**CONSIGNES DE TRAVAIL**
a) Pour chacune des affirmations suivantes, dites si elle s'accorde avec le texte sur la rencontre entre Donald Trump et Vladimir Poutine, en répondant par oui ou par non et en citant mot pour mot les mots du texte qui tranchent : (i) Donald Trump évalue à 25 % le risque d'échec de sa rencontre avec Vladimir Poutine ; (ii) Vladimir Poutine a déjà accepté un cessez-le-feu à plusieurs reprises ; (iii) Keir Starmer voit une chance réelle de cessez-le-feu.
b) Poursuivez le texte sur la rencontre entre Donald Trump et Vladimir Poutine à partir de sa dernière phrase.

Le président américain a lui dit espérer une discussion "constructive" et estimé à "25%" le risque d'échec de sa rencontre avec Vladimir Poutine. Le président russe et son homologue ukrainien "sont prêts à la paix", a-t-il ajouté.

· Un cessez-le-feu conclu?

L'Ukraine, soutenue par les Européens, presse Donald Trump d'obtenir avant toute chose de Vladimir Poutine un cessez-le-feu sur le front ukrainien. Le président russe s'y est jusqu'ici toujours refusé, préférant résoudre les "causes profondes" du conflit au préalable.

Après une série de réunions avec Kiev et l'administration américaine, les dirigeants européens ont montré un optimisme prudent, le Premier ministre britannique, Keir Starmer, évoquant une chance "réelle" de cessez-le-feu. Côté américain, le chef de la diplomatie américaine Marco Rubio a lui aussi jugé "crucial" d'obtenir un cessez-le-feu.

"Il faudra bien discuter, entre autres, des différends territoriaux, des revendications et des raisons qui motivent les combats. Tous ces éléments feront partie d'un ensemble global, mais je pense que le président espère obtenir un arrêt des combats afin que ces discussions puissent avoir lieu", a déclaré le chef de la diplomatie américaine.

Entrées de la collection

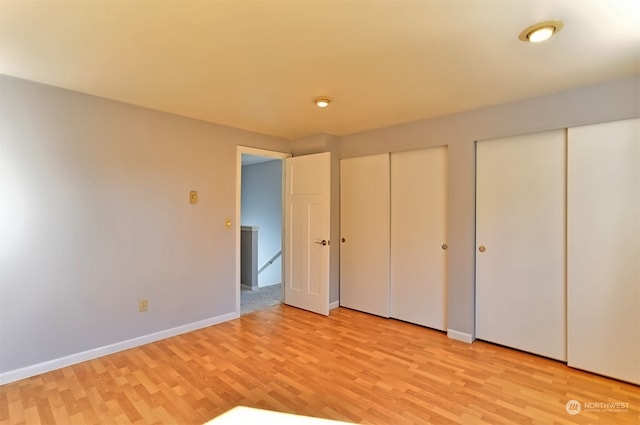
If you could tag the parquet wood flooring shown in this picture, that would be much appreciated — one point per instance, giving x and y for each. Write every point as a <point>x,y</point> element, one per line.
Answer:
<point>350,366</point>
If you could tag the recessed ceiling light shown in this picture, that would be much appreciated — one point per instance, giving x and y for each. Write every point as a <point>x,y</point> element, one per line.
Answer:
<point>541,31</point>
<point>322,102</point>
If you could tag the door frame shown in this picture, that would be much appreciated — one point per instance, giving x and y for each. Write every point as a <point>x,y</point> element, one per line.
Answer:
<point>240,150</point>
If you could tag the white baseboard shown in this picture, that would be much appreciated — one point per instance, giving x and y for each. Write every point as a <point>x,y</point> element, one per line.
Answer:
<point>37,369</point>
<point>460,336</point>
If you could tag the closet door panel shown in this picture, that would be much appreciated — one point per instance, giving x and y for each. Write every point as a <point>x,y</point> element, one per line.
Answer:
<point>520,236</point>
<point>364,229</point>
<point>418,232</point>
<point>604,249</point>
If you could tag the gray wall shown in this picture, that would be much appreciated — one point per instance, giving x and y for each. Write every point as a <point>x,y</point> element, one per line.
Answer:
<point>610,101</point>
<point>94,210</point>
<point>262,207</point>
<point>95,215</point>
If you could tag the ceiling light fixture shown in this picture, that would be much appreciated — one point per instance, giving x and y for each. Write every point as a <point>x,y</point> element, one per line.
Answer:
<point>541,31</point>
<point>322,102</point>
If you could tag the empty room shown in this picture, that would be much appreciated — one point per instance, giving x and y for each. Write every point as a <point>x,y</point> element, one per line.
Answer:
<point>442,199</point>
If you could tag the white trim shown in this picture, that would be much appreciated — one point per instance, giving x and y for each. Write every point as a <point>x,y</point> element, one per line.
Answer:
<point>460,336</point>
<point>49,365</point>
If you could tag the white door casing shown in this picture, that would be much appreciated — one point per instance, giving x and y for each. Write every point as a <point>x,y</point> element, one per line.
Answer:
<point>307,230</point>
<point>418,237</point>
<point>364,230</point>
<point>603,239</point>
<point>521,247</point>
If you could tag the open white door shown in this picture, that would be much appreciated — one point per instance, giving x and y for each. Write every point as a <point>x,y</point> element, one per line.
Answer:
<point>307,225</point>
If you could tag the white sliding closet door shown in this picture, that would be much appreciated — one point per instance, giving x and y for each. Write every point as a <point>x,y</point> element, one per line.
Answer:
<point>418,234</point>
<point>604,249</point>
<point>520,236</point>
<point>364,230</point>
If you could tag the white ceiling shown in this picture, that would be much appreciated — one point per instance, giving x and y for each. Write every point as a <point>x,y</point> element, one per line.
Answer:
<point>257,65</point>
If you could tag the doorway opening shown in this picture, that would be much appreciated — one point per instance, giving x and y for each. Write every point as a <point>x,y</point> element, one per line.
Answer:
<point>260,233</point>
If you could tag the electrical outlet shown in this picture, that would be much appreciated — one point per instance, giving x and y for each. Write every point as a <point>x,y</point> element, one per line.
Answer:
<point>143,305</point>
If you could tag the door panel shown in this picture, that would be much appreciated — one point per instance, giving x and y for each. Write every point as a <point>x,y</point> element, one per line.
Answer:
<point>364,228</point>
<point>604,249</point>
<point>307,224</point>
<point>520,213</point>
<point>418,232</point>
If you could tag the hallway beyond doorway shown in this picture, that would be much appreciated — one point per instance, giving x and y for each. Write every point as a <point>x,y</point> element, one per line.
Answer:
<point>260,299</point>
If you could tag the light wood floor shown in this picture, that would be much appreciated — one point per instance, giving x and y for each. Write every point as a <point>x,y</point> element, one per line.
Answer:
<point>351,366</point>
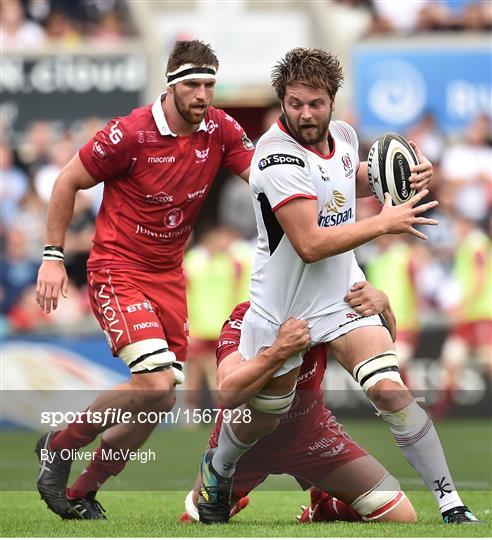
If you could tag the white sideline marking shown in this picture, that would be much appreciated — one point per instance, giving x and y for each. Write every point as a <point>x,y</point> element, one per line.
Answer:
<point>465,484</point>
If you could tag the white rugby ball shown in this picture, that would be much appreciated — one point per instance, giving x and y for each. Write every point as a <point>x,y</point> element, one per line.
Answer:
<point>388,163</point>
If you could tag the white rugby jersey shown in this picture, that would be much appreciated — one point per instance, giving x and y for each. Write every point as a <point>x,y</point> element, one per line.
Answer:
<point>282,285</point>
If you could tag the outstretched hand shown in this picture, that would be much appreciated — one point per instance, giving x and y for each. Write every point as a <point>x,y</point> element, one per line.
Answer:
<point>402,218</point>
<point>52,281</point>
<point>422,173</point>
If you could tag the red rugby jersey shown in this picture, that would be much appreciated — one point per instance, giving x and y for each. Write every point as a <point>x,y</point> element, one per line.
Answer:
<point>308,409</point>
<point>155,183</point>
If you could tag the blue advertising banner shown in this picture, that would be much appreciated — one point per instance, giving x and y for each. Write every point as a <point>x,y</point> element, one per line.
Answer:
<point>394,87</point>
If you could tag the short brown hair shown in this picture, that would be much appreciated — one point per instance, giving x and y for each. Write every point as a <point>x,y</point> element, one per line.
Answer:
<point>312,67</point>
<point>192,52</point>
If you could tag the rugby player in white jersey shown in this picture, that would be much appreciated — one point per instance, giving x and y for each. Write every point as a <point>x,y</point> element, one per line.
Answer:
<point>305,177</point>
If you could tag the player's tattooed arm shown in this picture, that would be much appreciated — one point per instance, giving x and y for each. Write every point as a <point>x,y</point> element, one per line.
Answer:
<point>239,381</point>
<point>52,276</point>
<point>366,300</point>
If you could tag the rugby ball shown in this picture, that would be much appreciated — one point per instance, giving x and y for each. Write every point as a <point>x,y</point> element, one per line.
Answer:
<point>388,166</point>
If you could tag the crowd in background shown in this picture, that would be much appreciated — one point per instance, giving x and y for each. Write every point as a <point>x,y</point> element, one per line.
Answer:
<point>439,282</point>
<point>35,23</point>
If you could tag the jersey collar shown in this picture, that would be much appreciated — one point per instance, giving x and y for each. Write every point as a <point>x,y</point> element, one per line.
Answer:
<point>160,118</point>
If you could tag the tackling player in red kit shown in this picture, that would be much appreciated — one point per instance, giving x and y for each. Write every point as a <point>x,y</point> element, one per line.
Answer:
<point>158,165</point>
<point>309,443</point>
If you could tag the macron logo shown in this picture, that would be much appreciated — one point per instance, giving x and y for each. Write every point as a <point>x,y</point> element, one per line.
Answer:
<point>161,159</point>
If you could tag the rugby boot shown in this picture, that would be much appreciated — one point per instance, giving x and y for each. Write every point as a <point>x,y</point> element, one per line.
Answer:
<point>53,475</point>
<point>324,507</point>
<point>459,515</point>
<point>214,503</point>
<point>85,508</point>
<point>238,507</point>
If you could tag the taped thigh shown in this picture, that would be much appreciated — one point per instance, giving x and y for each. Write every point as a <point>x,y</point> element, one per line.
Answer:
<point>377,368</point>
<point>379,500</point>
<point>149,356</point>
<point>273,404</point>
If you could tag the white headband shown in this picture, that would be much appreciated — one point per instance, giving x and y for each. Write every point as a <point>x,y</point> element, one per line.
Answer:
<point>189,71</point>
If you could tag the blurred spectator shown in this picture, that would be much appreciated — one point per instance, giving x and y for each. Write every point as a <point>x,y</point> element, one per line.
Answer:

**RÉSULTATS**
a)
(i) Oui : « estimé à "25%" le risque d'échec de sa rencontre avec Vladimir Poutine ».
(ii) Non : « Le président russe s'y est jusqu'ici toujours refusé ».
(iii) Oui : « évoquant une chance "réelle" de cessez-le-feu ».

b)
· Vers un "échange de territoires"?

Donald Trump insiste sur le fait que les négociations pour mettre fin au conflit seront basées sur un "échange de territoires" entre la Russie et l'Ukraine, "au bénéfice de chacun" selon lui.

"Je ne veux pas utiliser le terme 'se partager les choses', mais d'une certaine manière, ce n'est pas un mauvais terme. Il y aura du donnant donnant en ce qui concerne les frontières, les territoires", a-t-il précisé ce jeudi.

La notion d'"échange" interroge. L'armée ukrainienne ne contrôle aucun territoire russe. En Ukraine, où s'inquiète que des territoires occupés ne basculent définitivement dans le giron russe ou que d'autres, encore sous contrôle de Kiev, soient cédés à Moscou. Actuellement, l'armée russe contrôle 20% de l'Ukraine, c'est-à-dire l'oblast de Lougansk et une large partie des oblasts de Donetsk, Zaporijia et Kherson, en plus de la péninsule de Crimée annexée en 2014.

Selon le Wall Street Journal, Vladimir Poutine accepterait un cessez-le-feu complet si l'Ukraine consentait à retirer ses troupes de toute la région orientale de Donetsk. La Russie contrôlerait alors toute la région du Donbass, où les séparatistes favorables à Moscou combattent depuis 2014.

Mais Volodymyr Zelensky a d'ores et déjà rejeté un retrait de ses troupes. "Toute décision qui serait prise contre nous, qui serait prise sans l'Ukraine, serait une décision contre la paix", a-t-il mis en garde. "Les questions territoriales (...) ne seront négociées que par le président ukrainien", l'a soutenu Emmanuel Macron, pour qui "il n'y a pas aujourd'hui, de manière sérieuse, des schémas d'échanges territoriaux qui sont sur la table".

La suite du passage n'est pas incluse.